**Trecho selecionado**
= = =

MARIA AMELIA SABBAG ZAINKO

Em seu artigo "Quem tem medo do exame?" publicado na Folha de 28 de fevereiro, o jornalista Gilberto Dimenstein chama a atenção para a resistência dos reitores a uma proposta do Ministério da Educação, agora transformada em medida provisória e que viria em benefício da melhoria da qualidade do profissional formado pelas universidades brasileiras.
Primeiro gostaria de enfatizar que o excelentíssimo sr. Presidente da República, Fernando Henrique Cardoso, em audiência com os reitores das universidades brasileiras destacou dois requisitos fundamentais para a melhoria do desempenho do sistema universitário brasileiro: autonomia e avaliação.
Tais temas veiculados pela imprensa têm merecido por parte dos dirigentes da IFES (Instituições Federais de Ensino Superior) a maior consideração, principalmente porque há consenso de que a avaliação é uma salutar maneira de prestar contas à sociedade que instituiu e que mantém as universidades públicas.
De tal sorte que em 1993 foi aprovado o Modelo de Avaliação das Universidades Brasileiras cuja base metodológica compreende a auto-avaliação, a avaliação interna e a avaliação externa.
A avaliação é compreendida como processo sistemático de diagnóstico de situações problemáticas e de indicação de alternativas para a sua correção, configurando-se como poderoso instrumental dialético de identificação de novos rumos para a prática universitária.

= = =

Dados registrados
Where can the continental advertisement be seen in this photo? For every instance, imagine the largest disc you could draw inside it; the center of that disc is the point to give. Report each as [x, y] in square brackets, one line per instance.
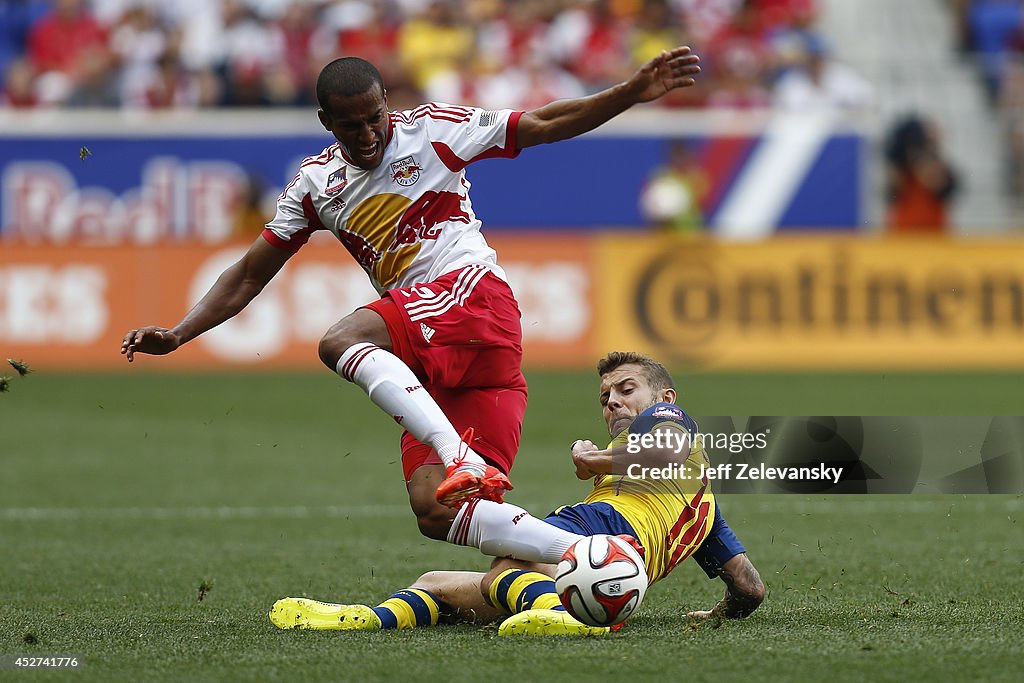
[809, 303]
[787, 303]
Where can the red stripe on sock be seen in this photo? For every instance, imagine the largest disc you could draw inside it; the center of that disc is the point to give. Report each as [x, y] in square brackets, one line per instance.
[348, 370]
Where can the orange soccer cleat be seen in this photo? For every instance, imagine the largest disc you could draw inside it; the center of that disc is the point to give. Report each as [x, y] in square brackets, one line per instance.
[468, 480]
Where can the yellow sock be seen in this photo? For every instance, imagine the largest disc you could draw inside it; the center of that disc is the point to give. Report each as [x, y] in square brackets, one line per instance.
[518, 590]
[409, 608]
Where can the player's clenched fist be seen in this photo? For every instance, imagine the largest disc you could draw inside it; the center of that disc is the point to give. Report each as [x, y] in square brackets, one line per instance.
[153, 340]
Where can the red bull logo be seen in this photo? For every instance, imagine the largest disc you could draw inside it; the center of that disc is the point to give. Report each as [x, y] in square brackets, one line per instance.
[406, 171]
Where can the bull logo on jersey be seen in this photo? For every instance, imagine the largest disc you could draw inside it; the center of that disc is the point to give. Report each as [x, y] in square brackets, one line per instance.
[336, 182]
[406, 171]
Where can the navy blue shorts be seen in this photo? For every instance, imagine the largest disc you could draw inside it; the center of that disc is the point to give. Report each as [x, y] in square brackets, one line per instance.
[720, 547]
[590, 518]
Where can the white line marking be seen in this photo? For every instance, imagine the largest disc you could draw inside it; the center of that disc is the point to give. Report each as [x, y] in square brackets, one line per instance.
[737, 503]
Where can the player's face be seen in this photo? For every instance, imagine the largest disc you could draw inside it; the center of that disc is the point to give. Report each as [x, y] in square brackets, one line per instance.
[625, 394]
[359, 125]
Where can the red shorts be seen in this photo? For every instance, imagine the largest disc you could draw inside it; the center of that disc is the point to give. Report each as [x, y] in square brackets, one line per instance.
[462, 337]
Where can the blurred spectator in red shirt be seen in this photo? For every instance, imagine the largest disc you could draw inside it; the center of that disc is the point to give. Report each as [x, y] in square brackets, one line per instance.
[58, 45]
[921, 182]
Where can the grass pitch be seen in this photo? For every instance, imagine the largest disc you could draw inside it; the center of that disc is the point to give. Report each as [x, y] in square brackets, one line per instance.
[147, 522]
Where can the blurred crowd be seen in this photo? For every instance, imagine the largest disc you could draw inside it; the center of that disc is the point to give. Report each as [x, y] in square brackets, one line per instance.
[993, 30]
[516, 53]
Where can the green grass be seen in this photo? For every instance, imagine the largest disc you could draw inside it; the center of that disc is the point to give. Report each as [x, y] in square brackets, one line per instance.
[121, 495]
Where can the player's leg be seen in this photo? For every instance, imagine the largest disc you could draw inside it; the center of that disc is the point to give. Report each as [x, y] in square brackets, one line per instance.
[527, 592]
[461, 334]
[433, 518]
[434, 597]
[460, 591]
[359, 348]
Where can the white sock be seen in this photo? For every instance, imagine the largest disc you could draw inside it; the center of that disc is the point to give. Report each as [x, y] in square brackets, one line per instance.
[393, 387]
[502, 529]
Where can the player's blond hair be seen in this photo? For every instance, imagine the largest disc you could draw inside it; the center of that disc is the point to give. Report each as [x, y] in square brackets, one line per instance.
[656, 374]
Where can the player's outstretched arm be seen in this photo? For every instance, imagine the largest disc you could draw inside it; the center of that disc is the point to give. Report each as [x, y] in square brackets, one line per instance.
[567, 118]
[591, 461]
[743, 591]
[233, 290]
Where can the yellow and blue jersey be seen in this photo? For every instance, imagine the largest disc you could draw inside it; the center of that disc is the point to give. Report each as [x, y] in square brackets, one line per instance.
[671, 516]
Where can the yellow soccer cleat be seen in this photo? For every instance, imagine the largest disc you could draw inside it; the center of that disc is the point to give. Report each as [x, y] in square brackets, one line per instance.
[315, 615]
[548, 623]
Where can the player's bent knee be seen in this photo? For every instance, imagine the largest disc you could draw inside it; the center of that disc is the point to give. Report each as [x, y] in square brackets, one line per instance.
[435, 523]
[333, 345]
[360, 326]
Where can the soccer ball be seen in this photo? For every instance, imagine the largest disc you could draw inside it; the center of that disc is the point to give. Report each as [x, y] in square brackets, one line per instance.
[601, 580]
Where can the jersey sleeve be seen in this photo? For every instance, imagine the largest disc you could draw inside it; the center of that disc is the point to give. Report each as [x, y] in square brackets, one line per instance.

= = =

**Objetivos**
1. Atualize o texto sobre a avaliação das universidades de "Tais temas veiculados" a "a avaliação externa.", trocando "consenso" por "acordo".
2. Diga se cada afirmação combina com o texto sobre a avaliação das universidades, respondendo sim ou não e citando as palavras do texto que decidem: (a) o artigo de Gilberto Dimenstein saiu na Folha de 28 de fevereiro; (b) o Modelo de Avaliação das Universidades Brasileiras foi aprovado em 1995; (c) o Presidente da República destacou três requisitos para melhorar o sistema universitário.
3. Retome a escrita do texto sobre a avaliação das universidades a partir do ponto em que ele para.
As entradas foram tiradas de outra fonte.

**Respostas esperadas**
1.
Tais temas veiculados pela imprensa têm merecido por parte dos dirigentes da IFES (Instituições Federais de Ensino Superior) a maior consideração, principalmente porque há acordo de que a avaliação é uma salutar maneira de prestar contas à sociedade que instituiu e que mantém as universidades públicas.
De tal sorte que em 1993 foi aprovado o Modelo de Avaliação das Universidades Brasileiras cuja base metodológica compreende a auto-avaliação, a avaliação interna e a avaliação externa.

2.
(a) Sim: "publicado na Folha de 28 de fevereiro".
(b) Não: "em 1993 foi aprovado o Modelo de Avaliação das Universidades Brasileiras".
(c) Não: "destacou dois requisitos fundamentais".

3.
Somente como processo cíclico de ver, julgar e agir, a avaliação se converte em estratégia eficaz para subsidiar a formulação de políticas educacionais sejam elas de 1º, 2º ou 3º graus.
Ora, o que se tem, novamente, é a repetição de uma proposta que, sob a aparência de um benefício, colide com os requisitos de modernização do sistema universitário estabelecidos pelo próprio governo federal.
Senão vejamos:
A autonomia didático-científica das universidades que lhes permite estabelecer procedimentos de avaliação e aprovação de alunos colide com uma proposta de exame "de habilitação profissional" que delegue a agentes externos à universidade a efetiva aprovação dos seus alunos.
Mais ainda, tal proposta repousa em pelo menos duas premissas falaciosas:
—a primeira considera que a capacidade para o exercício profissional é passível de aferição por meio de um único exame, ao final e fora do processo de formação, onde o domínio de uma pequena parte de conhecimento teórico (o que é possível apreender em um exame), é critério suficiente de estabelecimento da competência e da qualidade do ensino ministrado.
—a segunda premissa remete para o interior da universidade a definição dos requisitos para seleção e ingresso no emprego, o que a boa teoria tem demonstrado ser função do mercado de trabalho.
Várias pesquisas têm demonstrado que a certificação escolar prévia é um, e nem sempre o mais importante, requisito de ingresso no mercado de trabalho, até porque esses requisitos são diferenciados de empresa para empresa e não necessariamente são relativos à competência e ao poder de exercício da crítica.
Fica desta forma evidenciada a absoluta falta de sustentação da proposta de exame "de habilitação profissional" exteriormente ao processo de formação, não só por ser medida inócua, mas, fundamentalmente, porque não será este equívoco de avaliação "capaz de jogar luz na fragilidade do ensino".